> What to do
Reproduce verbatim every line of the entries, beginning with the first line and ending with the line that contains "[[[27,9],[30,11],[38,6],[49,8],[49,0],[15,0],[13,4],[18,11]]]", both ends included.

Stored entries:
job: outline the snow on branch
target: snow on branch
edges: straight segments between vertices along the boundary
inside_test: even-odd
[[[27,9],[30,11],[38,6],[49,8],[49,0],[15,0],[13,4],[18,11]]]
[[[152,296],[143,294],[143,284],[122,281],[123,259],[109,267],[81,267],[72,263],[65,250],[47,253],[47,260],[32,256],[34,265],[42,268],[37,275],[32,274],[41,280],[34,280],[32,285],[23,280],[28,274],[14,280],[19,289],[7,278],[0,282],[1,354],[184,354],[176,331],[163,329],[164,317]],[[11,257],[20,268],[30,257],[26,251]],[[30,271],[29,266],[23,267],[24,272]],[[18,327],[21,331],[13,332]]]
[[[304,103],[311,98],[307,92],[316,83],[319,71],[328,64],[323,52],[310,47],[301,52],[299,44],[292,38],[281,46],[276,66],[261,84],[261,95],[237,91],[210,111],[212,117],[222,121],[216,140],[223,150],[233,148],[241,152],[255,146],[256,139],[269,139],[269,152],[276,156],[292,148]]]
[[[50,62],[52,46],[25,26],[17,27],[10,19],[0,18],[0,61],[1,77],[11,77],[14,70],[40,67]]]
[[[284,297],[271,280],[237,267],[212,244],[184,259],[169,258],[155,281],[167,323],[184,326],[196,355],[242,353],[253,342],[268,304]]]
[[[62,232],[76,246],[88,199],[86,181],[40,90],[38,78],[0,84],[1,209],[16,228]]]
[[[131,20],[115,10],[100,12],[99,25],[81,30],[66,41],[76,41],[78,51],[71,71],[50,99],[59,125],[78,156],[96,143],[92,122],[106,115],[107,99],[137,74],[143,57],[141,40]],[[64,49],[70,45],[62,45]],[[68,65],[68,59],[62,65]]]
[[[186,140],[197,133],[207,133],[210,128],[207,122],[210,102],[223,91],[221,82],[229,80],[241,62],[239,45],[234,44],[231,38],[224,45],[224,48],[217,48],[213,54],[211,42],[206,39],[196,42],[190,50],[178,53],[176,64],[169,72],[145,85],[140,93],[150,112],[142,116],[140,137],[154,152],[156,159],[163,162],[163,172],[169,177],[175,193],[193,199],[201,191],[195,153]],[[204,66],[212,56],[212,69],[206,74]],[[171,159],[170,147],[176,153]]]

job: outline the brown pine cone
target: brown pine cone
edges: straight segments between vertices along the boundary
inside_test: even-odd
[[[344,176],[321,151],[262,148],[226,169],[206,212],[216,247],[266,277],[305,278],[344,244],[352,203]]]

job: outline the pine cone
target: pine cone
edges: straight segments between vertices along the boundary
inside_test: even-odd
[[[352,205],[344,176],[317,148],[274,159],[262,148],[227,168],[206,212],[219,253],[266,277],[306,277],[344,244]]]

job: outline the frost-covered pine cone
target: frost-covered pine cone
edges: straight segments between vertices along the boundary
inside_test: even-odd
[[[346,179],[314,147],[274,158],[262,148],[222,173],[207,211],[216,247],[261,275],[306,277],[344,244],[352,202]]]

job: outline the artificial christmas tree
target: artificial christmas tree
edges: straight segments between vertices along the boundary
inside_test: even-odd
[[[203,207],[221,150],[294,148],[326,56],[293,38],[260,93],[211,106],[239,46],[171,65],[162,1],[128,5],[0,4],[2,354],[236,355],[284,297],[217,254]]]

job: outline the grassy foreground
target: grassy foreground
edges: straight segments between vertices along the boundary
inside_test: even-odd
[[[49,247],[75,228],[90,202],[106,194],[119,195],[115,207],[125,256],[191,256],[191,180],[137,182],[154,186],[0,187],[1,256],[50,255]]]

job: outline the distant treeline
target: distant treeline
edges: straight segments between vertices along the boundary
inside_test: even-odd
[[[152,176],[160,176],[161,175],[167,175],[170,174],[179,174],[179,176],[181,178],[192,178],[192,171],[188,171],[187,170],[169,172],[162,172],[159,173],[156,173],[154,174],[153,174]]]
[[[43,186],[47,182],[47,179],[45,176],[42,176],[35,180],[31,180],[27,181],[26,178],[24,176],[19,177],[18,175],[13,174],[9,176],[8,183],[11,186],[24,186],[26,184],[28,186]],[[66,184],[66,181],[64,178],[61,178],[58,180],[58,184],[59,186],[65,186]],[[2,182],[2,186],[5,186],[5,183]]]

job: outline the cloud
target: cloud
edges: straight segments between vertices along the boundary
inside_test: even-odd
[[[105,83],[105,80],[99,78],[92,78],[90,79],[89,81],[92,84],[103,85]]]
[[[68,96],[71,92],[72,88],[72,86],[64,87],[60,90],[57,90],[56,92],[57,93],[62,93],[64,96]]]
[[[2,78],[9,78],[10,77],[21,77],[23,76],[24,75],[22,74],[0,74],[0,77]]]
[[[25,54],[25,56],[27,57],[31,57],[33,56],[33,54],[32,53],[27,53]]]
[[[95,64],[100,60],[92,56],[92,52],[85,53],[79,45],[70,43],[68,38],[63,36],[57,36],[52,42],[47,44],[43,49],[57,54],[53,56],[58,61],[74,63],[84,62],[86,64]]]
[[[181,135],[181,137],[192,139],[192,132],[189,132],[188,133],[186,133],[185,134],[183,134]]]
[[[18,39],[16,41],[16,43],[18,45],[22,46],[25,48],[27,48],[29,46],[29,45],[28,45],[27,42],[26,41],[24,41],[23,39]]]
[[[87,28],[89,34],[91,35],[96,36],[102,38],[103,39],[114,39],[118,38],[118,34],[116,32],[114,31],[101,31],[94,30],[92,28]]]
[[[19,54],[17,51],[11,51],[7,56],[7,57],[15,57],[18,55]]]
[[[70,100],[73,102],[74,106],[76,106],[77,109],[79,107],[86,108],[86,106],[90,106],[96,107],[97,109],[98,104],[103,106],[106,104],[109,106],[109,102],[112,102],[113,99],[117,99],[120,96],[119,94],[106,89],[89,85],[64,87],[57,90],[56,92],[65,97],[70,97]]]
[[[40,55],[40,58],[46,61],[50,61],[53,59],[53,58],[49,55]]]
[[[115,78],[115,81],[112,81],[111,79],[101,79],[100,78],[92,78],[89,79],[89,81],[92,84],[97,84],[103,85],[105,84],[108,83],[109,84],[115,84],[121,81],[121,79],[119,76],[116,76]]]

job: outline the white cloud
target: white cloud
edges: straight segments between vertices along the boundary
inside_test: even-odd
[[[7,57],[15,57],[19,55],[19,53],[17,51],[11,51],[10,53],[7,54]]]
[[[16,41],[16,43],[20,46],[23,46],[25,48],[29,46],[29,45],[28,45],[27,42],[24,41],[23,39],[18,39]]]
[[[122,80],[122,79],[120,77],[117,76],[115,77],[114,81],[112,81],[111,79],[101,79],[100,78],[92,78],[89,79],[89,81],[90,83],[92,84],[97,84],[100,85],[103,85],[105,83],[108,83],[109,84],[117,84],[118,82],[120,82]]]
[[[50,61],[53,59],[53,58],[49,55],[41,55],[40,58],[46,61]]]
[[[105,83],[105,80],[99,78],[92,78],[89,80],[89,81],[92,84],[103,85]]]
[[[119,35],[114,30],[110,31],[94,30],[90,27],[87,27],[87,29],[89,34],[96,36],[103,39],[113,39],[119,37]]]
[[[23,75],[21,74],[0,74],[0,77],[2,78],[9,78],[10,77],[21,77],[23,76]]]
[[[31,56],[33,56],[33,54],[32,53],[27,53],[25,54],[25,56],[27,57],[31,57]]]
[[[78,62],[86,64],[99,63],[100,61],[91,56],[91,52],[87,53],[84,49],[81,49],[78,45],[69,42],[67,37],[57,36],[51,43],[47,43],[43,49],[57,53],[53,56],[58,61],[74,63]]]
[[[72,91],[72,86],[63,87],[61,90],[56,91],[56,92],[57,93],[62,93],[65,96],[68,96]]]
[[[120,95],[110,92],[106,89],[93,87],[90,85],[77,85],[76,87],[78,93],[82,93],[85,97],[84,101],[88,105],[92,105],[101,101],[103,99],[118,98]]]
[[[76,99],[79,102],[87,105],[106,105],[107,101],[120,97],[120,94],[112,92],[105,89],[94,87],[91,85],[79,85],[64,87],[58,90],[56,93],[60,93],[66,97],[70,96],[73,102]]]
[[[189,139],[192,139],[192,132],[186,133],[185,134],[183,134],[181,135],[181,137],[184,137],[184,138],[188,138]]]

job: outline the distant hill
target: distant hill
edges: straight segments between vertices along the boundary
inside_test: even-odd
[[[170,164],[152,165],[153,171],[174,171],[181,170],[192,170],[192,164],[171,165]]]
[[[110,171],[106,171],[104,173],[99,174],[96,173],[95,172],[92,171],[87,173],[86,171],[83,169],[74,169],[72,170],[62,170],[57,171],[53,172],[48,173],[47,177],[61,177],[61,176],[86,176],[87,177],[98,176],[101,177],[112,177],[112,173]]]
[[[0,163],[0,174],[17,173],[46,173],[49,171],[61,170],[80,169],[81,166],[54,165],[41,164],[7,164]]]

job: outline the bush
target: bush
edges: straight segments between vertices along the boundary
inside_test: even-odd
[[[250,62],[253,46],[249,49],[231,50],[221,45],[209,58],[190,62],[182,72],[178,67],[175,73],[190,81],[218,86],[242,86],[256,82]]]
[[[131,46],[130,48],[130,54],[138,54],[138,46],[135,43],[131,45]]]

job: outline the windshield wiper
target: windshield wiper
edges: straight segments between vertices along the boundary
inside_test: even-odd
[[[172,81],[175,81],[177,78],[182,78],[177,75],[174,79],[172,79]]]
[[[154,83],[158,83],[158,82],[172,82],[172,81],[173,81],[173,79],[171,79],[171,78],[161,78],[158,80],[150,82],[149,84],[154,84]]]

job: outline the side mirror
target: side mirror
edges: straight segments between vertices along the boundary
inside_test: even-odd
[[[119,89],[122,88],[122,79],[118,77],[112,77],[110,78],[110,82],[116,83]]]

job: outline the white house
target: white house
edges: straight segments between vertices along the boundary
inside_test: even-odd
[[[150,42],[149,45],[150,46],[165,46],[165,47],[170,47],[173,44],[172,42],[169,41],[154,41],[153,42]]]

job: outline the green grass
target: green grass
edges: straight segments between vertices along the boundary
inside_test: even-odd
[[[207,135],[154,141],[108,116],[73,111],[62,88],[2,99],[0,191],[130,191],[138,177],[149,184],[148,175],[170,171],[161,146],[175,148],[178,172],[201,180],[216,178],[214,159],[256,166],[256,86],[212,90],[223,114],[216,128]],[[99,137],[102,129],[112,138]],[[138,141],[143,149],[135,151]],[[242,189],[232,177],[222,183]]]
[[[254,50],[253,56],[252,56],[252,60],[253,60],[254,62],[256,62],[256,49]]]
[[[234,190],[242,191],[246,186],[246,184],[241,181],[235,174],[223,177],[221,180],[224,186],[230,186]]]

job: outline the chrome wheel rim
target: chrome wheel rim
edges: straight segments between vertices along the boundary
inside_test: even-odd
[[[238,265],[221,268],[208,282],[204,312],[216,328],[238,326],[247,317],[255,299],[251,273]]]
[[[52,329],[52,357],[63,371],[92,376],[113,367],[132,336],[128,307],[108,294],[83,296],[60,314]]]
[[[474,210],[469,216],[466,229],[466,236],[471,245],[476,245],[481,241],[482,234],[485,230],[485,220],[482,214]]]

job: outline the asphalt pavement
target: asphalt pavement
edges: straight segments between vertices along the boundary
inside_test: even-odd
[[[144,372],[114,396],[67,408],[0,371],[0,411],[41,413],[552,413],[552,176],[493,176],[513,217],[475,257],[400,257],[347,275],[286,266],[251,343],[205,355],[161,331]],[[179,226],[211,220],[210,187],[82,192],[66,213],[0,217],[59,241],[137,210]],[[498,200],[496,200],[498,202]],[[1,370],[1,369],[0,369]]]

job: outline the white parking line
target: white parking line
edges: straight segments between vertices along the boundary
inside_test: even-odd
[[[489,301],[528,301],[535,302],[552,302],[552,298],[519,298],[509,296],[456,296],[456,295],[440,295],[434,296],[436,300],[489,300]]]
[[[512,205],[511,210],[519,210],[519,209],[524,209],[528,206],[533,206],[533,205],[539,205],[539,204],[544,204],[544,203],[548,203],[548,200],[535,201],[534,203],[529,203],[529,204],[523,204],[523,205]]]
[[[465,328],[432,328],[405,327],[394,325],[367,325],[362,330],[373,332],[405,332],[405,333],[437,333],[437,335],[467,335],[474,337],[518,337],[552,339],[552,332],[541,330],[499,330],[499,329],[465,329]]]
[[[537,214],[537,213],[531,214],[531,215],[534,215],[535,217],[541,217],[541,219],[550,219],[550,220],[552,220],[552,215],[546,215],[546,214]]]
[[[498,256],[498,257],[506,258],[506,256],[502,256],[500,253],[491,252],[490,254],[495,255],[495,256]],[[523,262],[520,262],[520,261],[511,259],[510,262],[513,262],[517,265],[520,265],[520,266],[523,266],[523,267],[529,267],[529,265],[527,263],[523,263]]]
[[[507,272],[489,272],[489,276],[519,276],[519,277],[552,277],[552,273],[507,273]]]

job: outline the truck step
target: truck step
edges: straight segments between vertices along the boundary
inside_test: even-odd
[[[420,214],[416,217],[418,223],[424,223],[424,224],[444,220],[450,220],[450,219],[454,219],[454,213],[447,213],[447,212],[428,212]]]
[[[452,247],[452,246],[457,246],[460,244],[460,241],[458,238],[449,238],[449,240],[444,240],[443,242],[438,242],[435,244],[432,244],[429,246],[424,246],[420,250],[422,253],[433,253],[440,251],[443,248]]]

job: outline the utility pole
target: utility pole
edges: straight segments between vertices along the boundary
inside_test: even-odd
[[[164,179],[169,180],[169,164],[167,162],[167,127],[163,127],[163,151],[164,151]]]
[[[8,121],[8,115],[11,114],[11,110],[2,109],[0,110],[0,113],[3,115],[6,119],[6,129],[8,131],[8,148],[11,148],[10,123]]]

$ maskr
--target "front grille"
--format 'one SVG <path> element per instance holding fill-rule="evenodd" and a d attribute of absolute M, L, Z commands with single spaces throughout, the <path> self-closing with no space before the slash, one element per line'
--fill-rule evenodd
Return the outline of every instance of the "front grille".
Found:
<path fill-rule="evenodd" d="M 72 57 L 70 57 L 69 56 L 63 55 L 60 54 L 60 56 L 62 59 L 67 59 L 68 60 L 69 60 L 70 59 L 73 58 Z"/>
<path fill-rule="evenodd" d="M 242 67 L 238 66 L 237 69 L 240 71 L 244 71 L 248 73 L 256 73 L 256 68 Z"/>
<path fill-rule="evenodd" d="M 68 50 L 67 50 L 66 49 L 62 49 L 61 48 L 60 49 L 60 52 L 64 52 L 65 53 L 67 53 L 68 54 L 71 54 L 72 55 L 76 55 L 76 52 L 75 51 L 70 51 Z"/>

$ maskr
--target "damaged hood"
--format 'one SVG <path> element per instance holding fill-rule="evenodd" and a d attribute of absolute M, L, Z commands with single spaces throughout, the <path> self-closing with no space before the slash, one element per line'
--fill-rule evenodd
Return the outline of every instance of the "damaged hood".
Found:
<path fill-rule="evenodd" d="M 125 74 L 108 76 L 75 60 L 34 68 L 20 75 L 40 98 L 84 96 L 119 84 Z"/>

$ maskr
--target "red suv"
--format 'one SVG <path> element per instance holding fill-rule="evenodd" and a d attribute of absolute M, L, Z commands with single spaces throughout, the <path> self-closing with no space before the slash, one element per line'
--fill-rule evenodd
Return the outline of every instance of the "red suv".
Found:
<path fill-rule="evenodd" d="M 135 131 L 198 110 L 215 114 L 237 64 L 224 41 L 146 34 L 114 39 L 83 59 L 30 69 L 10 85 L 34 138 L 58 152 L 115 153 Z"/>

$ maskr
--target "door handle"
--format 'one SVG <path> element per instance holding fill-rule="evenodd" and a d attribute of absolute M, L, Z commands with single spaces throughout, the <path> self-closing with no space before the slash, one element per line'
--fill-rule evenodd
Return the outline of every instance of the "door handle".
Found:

> Response to this exercise
job: outline the snow on branch
target: snow on branch
edges: straight segments between vertices along the boundary
inside_test: even-odd
[[[27,9],[30,11],[38,6],[49,8],[49,0],[15,0],[13,4],[18,11]]]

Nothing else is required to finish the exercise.